**ENTRIES:**
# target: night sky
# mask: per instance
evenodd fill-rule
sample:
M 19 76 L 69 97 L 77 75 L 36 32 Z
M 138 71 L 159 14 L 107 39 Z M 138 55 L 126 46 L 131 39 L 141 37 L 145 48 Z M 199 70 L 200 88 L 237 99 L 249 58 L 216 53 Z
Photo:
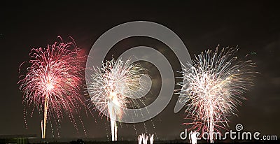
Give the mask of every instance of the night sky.
M 244 96 L 248 98 L 238 107 L 238 117 L 230 117 L 230 129 L 241 123 L 248 131 L 277 135 L 280 129 L 280 9 L 276 2 L 257 1 L 212 1 L 199 2 L 14 2 L 0 4 L 0 135 L 36 134 L 41 136 L 42 118 L 35 110 L 28 115 L 25 129 L 22 93 L 18 81 L 20 64 L 29 60 L 33 48 L 46 47 L 61 36 L 64 40 L 72 36 L 78 47 L 88 52 L 94 41 L 104 32 L 120 24 L 136 21 L 151 21 L 174 31 L 183 41 L 190 55 L 207 49 L 236 47 L 238 57 L 244 57 L 256 63 L 260 72 L 254 86 Z M 130 38 L 118 43 L 108 57 L 118 58 L 121 52 L 136 45 L 148 45 L 160 51 L 169 60 L 176 76 L 180 75 L 179 62 L 168 47 L 155 39 Z M 160 80 L 153 65 L 146 65 L 153 73 L 155 82 Z M 24 73 L 21 73 L 24 74 Z M 176 79 L 176 82 L 179 82 Z M 153 83 L 148 99 L 154 99 L 160 85 Z M 178 86 L 176 88 L 178 88 Z M 181 124 L 183 110 L 174 113 L 178 95 L 152 120 L 135 124 L 122 124 L 118 128 L 120 139 L 136 138 L 136 132 L 155 134 L 160 139 L 179 138 L 186 126 Z M 80 113 L 89 138 L 106 138 L 110 125 L 106 117 L 101 119 L 94 112 L 87 117 Z M 153 126 L 154 124 L 154 126 Z M 77 122 L 78 134 L 65 117 L 61 122 L 61 138 L 83 138 L 83 127 Z M 52 136 L 50 125 L 47 137 Z M 138 135 L 137 135 L 138 136 Z M 57 137 L 55 130 L 55 137 Z

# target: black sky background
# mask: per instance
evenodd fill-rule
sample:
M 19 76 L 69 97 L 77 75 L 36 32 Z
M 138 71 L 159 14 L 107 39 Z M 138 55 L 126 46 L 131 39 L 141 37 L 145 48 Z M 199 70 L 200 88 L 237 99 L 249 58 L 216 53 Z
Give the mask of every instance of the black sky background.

**YOUR GOAL:** Omit every picture, and otherwise quote the entries exactly.

**SOLUTION:**
# target: night sky
# mask: per instance
evenodd fill-rule
sample:
M 19 76 L 69 97 L 77 75 L 36 32 Z
M 138 71 L 159 14 L 107 39 Z M 138 55 L 126 46 L 131 39 L 141 37 L 145 48 Z M 199 70 L 200 88 L 237 99 L 249 58 L 216 53 Z
Photo:
Give the mask of every instance of the night sky.
M 244 96 L 248 98 L 238 107 L 238 117 L 230 117 L 230 129 L 241 123 L 248 131 L 277 135 L 280 129 L 280 9 L 276 2 L 257 1 L 212 1 L 199 2 L 14 2 L 0 4 L 0 135 L 36 134 L 41 136 L 42 118 L 35 110 L 28 115 L 25 129 L 22 93 L 18 81 L 20 64 L 29 60 L 33 48 L 46 47 L 61 36 L 64 40 L 72 36 L 78 47 L 88 52 L 94 41 L 104 32 L 120 24 L 136 21 L 151 21 L 174 31 L 183 41 L 190 55 L 207 49 L 236 47 L 238 57 L 244 57 L 256 63 L 260 72 L 254 86 Z M 130 38 L 118 43 L 108 57 L 118 58 L 121 52 L 136 45 L 148 45 L 160 51 L 169 60 L 176 76 L 180 75 L 179 62 L 168 47 L 155 39 Z M 160 80 L 153 65 L 146 65 L 153 73 L 155 82 Z M 24 73 L 21 73 L 24 74 Z M 176 79 L 176 82 L 179 82 Z M 153 83 L 148 99 L 154 99 L 160 85 Z M 178 86 L 176 88 L 178 88 Z M 181 124 L 183 110 L 174 113 L 178 95 L 152 120 L 135 124 L 122 124 L 118 128 L 120 139 L 136 138 L 136 132 L 155 134 L 160 139 L 179 138 L 186 126 Z M 80 113 L 89 138 L 106 138 L 110 125 L 106 117 L 101 119 L 94 112 L 87 117 Z M 153 126 L 154 124 L 154 126 Z M 77 122 L 78 134 L 65 117 L 61 122 L 61 138 L 83 138 L 83 127 Z M 52 136 L 50 125 L 47 137 Z M 138 135 L 137 135 L 138 136 Z M 57 137 L 55 130 L 55 137 Z

# target: black sky background
# mask: per instance
evenodd fill-rule
sample:
M 19 76 L 69 97 L 77 75 L 36 32 Z
M 138 71 L 159 14 L 107 39 Z M 138 55 L 126 46 L 131 39 L 141 37 L 145 48 Z M 199 70 L 200 88 L 237 99 L 249 58 L 216 53 Z
Give the mask of every instance of the black sky background.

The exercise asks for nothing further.